## Text shown
-- -- --

Dr Evelyne Deplazes – Combining Simulations & Experiments to Explore Interactions Between Membranes & Small Molecules
Many important processes in our bodies rely on the transport of small molecules and ions across cell membranes. However, these processes can be extremely intricate and complex, and are frustratingly difficult to study. Dr Evelyne Deplazes and her team at the University of Queensland and the University of Technology have been investigating these processes by combining the best elements of experimental and computational membrane biophysics. This research could help us better understand the way our bodies work, with exciting implications for biotechnology and drug development.
Movement of Ions and Molecules
Of the many complex processes that take place in our bodies, one of the most important is the transport of ions and small molecules into and out of our cells. Each of our cells is enclosed by a membrane made up of fatty molecules called phospholipids, which protects the cell’s interior from the external environment, and controls which substances can pass through. When an ion or molecule interacts with the surface of a cell, the membrane can allow it to pass through under the right conditions. However, the nature of these interactions is not yet fully understood.
Naturally, scientists have been searching for new ways to study these processes in order to learn more about them. Such improved knowledge would be invaluable for numerous different research fields – from understanding how certain diseases develop to designing effective methods for delivering drug molecules into cells.
‘The transport of small molecules across membranes is important to understand both fundamental biological processes as well as for many applications in biotechnology and drug development,’ explains Dr Evelyne Deplazes, researcher at the University of Queensland.
Unfortunately, due to their complexity, these interactions are extremely challenging to study in the laboratory. Computational chemists have developed simulations that allow for more in-depth analysis, but these are not without their own limitations based on processing power and computation time. These simulations also need to be validated, ideally by comparing their results to experimental data collected from the system being simulated. Dr Deplazes and her colleagues have been tackling these issues by using a unique combined method.

-- -- --

(Region pointing data)
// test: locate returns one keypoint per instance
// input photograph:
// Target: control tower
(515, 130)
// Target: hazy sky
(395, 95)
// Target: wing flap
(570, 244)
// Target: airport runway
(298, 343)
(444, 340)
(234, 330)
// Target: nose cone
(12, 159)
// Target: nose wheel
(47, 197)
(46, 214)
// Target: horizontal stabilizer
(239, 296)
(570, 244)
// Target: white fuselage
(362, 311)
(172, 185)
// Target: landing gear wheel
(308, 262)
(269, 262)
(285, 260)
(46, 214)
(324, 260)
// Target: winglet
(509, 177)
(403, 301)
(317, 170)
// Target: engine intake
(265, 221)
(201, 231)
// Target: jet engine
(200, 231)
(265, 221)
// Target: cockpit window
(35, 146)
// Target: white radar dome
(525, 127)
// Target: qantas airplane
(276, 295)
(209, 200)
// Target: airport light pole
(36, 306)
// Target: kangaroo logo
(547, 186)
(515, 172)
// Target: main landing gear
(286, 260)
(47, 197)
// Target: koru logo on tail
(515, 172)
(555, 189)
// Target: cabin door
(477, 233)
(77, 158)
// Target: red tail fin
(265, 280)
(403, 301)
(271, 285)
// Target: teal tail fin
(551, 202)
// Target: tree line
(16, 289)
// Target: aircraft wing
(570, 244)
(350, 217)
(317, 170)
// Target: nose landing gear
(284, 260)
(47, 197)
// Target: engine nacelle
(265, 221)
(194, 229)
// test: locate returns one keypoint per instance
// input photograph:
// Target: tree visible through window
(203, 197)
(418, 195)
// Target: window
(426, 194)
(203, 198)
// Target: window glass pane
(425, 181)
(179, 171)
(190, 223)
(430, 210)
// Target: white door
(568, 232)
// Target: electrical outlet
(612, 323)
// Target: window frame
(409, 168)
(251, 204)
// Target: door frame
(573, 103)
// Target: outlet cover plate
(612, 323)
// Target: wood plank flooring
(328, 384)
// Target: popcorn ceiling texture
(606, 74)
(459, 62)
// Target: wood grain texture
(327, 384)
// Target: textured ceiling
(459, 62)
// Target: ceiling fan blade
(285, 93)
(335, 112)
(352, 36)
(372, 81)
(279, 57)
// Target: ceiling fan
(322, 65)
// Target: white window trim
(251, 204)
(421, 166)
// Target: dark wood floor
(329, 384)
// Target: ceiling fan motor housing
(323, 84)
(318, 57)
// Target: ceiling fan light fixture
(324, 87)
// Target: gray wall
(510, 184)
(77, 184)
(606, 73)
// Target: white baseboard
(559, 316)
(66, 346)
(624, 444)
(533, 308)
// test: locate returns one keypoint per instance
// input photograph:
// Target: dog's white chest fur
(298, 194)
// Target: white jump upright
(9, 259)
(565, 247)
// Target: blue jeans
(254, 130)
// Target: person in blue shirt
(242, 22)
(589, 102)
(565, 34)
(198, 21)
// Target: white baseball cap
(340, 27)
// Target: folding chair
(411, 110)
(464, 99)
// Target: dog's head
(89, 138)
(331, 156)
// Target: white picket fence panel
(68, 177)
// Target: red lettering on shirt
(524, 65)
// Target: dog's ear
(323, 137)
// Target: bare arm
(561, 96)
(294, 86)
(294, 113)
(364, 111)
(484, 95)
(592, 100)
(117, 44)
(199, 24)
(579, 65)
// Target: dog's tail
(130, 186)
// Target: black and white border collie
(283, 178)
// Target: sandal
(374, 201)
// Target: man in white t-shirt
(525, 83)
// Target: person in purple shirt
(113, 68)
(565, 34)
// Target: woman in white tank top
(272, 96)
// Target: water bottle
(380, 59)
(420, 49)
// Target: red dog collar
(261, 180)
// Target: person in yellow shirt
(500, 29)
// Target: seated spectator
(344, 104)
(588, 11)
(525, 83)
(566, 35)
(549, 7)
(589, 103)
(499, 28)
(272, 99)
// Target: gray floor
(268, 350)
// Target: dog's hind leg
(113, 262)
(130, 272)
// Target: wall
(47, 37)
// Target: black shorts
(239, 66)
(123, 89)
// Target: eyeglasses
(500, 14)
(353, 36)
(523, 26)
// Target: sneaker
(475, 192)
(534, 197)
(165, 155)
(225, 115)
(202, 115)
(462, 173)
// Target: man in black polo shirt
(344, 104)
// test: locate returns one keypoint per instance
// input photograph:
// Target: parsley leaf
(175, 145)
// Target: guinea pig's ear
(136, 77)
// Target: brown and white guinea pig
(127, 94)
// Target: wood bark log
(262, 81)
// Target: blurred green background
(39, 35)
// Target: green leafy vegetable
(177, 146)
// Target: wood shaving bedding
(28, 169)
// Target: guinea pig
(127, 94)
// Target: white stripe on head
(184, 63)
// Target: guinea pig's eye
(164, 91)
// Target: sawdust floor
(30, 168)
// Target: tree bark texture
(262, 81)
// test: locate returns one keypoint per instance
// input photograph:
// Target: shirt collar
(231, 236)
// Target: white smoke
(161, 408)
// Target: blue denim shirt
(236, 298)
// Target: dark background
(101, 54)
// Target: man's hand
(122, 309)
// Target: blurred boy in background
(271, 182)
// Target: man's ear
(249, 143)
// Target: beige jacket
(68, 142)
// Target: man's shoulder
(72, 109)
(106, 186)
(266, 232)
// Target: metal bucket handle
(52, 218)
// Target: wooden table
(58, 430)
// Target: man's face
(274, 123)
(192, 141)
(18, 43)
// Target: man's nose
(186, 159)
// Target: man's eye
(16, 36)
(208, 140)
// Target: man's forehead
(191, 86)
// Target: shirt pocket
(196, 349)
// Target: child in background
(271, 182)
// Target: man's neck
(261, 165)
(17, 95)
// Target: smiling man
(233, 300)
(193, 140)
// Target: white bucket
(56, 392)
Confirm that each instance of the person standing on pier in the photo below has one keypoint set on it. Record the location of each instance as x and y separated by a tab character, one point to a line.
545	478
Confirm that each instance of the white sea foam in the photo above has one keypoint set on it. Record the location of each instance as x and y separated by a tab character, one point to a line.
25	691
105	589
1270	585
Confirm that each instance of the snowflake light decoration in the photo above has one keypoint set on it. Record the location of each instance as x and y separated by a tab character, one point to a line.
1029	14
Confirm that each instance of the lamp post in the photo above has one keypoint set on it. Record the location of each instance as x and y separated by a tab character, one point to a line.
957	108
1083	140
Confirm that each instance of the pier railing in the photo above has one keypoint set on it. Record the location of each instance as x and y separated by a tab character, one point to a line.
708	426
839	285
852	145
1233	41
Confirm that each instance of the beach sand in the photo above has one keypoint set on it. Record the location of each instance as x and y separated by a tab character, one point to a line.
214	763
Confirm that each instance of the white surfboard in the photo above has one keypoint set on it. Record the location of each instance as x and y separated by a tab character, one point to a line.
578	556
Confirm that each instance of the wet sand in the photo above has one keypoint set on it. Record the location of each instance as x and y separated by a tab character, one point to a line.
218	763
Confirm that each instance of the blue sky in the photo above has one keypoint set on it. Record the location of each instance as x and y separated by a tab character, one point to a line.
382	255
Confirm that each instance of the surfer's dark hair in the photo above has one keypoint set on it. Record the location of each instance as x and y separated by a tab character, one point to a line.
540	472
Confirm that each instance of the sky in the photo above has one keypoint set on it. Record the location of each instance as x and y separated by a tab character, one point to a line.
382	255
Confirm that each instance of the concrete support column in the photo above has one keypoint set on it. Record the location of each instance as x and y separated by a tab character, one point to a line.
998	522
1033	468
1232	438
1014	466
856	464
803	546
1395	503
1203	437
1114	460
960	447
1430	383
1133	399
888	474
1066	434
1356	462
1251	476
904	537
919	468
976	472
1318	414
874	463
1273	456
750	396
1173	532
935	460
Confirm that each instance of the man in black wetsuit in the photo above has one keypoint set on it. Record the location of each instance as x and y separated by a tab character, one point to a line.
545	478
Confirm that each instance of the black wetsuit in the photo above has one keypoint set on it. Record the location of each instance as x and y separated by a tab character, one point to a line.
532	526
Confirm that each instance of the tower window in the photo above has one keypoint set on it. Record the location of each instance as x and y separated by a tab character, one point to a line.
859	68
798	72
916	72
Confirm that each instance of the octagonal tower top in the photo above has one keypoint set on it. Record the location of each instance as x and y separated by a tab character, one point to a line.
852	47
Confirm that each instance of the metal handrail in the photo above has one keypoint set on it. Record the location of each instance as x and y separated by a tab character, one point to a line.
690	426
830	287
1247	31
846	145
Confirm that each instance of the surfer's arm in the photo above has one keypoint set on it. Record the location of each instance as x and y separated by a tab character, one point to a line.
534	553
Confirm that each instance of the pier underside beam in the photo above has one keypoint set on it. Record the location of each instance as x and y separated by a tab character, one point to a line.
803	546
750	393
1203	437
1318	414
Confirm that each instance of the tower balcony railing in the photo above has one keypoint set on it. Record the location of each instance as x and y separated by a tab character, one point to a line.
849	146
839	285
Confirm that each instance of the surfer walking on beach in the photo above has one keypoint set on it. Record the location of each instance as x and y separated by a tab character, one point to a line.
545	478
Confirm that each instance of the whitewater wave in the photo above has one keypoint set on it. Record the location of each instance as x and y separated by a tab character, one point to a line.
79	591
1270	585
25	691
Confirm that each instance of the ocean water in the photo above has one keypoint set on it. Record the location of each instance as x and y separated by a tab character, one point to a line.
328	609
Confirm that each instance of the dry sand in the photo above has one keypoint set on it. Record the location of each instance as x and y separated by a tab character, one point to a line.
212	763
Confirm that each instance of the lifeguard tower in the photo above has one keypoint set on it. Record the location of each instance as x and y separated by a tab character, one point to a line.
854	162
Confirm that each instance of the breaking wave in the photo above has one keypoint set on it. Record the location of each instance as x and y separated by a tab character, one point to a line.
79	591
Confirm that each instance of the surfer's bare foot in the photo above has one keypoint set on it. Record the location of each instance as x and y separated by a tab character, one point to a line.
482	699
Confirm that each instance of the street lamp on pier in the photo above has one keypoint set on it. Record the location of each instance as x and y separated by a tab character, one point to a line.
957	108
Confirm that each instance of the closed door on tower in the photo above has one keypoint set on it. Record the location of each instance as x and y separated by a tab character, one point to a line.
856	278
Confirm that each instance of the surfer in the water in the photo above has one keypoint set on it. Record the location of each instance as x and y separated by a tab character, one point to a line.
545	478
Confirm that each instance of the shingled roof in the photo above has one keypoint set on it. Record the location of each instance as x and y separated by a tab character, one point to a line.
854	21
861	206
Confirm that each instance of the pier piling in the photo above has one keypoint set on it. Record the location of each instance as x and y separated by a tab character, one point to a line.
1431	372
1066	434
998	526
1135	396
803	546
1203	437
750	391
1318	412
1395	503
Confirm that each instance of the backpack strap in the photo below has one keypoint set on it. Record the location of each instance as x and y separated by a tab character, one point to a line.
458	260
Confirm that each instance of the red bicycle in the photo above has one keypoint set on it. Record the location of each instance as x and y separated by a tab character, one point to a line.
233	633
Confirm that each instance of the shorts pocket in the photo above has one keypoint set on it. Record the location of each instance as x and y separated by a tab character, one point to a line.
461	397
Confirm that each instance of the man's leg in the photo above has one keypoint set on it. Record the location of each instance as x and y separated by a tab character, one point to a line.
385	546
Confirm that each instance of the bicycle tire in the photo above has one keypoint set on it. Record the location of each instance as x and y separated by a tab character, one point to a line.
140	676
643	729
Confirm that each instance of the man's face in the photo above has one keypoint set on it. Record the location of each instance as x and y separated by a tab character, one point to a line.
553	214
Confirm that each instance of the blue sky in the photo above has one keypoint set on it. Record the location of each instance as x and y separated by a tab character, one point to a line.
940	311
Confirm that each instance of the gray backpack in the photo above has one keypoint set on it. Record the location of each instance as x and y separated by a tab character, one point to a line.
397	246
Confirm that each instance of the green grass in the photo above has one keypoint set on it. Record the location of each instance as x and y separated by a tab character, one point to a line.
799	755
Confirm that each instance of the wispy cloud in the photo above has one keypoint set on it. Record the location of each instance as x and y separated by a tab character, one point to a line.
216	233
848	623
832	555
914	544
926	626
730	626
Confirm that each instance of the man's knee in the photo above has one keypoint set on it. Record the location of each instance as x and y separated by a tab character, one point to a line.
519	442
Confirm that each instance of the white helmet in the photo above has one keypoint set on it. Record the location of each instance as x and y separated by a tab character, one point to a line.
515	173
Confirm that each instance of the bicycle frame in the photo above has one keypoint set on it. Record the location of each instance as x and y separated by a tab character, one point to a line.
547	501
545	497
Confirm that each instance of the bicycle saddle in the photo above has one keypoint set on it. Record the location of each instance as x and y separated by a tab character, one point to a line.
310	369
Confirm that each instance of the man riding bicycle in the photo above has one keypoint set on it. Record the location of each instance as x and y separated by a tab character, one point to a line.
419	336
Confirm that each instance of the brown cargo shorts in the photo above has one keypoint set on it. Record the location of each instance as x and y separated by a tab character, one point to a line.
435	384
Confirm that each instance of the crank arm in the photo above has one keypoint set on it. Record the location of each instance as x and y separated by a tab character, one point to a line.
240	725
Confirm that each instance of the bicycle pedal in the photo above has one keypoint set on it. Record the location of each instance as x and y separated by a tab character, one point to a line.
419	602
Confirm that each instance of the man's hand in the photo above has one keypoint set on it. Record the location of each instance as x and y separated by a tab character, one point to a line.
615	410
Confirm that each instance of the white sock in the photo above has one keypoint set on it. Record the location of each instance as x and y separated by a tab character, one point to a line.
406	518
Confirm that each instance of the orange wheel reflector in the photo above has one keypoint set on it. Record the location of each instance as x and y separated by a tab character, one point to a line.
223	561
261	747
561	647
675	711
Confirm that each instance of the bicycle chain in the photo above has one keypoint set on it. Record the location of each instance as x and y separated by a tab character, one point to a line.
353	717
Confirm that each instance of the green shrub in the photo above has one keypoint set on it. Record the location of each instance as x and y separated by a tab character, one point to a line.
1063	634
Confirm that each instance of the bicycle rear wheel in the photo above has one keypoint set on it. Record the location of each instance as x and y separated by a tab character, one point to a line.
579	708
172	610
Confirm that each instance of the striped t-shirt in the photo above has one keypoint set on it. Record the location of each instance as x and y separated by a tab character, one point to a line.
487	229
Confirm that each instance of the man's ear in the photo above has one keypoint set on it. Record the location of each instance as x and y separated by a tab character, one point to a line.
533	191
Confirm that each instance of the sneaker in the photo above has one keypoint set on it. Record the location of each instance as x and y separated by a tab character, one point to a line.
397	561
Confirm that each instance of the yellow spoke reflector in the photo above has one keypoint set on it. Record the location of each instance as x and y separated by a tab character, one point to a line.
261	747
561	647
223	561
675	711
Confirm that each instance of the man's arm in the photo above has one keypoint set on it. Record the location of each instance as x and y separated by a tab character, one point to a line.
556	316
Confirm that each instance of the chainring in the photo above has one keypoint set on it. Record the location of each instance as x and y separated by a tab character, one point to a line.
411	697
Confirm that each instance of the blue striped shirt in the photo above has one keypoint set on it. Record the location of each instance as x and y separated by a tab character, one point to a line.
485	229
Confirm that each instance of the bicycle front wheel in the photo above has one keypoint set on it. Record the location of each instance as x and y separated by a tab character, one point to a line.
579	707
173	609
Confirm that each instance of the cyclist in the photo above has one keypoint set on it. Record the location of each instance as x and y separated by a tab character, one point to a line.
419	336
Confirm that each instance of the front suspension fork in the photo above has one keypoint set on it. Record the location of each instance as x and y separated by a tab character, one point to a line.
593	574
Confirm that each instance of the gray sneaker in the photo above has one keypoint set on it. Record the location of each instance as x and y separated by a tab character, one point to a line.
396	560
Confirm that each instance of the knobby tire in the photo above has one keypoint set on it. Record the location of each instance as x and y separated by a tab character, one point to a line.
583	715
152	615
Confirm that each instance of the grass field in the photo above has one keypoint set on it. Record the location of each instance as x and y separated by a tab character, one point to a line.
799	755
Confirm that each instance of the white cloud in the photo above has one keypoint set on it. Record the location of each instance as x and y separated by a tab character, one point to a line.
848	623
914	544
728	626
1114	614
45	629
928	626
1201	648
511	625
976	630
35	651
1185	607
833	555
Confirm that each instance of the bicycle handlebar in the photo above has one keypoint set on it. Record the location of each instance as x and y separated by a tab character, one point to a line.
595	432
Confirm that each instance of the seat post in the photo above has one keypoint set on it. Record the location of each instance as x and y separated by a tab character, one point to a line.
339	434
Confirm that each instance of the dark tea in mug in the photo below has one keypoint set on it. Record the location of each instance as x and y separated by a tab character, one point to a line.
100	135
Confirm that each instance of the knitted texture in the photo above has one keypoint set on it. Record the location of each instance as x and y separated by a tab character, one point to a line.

-- -- --

## Activity 1
In the membrane research article, what kind of molecules make up the membrane around each cell?
## Activity 2
Duplicate the stretch of the membrane research article from "Dr Evelyne Deplazes –" through "and drug development.".
## Activity 3
Pick up the membrane research article after its last sentence and keep writing it.
These records are separate material, apart from the membrane research article.

## Written response 1
Fatty molecules called phospholipids.

## Written response 2
Dr Evelyne Deplazes – Combining Simulations & Experiments to Explore Interactions Between Membranes & Small Molecules
Many important processes in our bodies rely on the transport of small molecules and ions across cell membranes. However, these processes can be extremely intricate and complex, and are frustratingly difficult to study. Dr Evelyne Deplazes and her team at the University of Queensland and the University of Technology have been investigating these processes by combining the best elements of experimental and computational membrane biophysics. This research could help us better understand the way our bodies work, with exciting implications for biotechnology and drug development.

## Written response 3
Exploring Sodium and Potassium Transport
Dr Deplazes and her colleagues began their investigations by using ‘tethered membranes’, which are essentially phospholipid molecules anchored to a substrate made of pure gold. These model membranes mimic the fluidity that would be found in a cell membrane, but in an environment where lipid composition and other variables such as pH and ion concentrations can be controlled. This allows the team to isolate different effects in a way that is usually not feasible using cell membranes.
By measuring the electrical properties of the membrane in the presence of different concentrations of sodium and potassium ions, the team was able to learn more about how these two important ions interact with the surface. Sodium and potassium ions play key roles in countless biological processes, including water regulation, muscle contraction and the transmission of nerve signals.
At low concentrations, the researchers found that sodium decreased the membrane’s electrical conductance, while potassium increased this property. However, they only observed this effect with certain types of phospholipid membranes, and not others, implying that the effect was caused by specific interactions between the phospholipid molecules and the ions.
To further investigate this phenomenon, the team implemented molecular dynamics simulations. This computational approach is used in chemistry research to simulate the ways in which molecules interact with each other. From these simulations, the team gathered data showing that sodium was more likely to interact with multiple phospholipid molecules than potassium. Sodium was also more likely to be found at the surface of the membrane. Dr Deplazes explains that these differences could be leading to a change in the way the molecules are able to move on the surface, hence a change in conductance.
This study has not only generated valuable information on the way in which our cells can interact with ions, but also made a strong case for the effectiveness of combining computational and experimental methods for probing biophysical mechanisms.
Nearly every disease-causing virus we know about interacts with our bodies in a similar way: by entering our cells through the outer membrane. Once the virus is inside a cell, it can start hijack the cell’s machinery and start replicating itself, allowing it to spread to other cells. This is done by all kinds of viruses, including HIV, measles, and the virus that causes COVID-19.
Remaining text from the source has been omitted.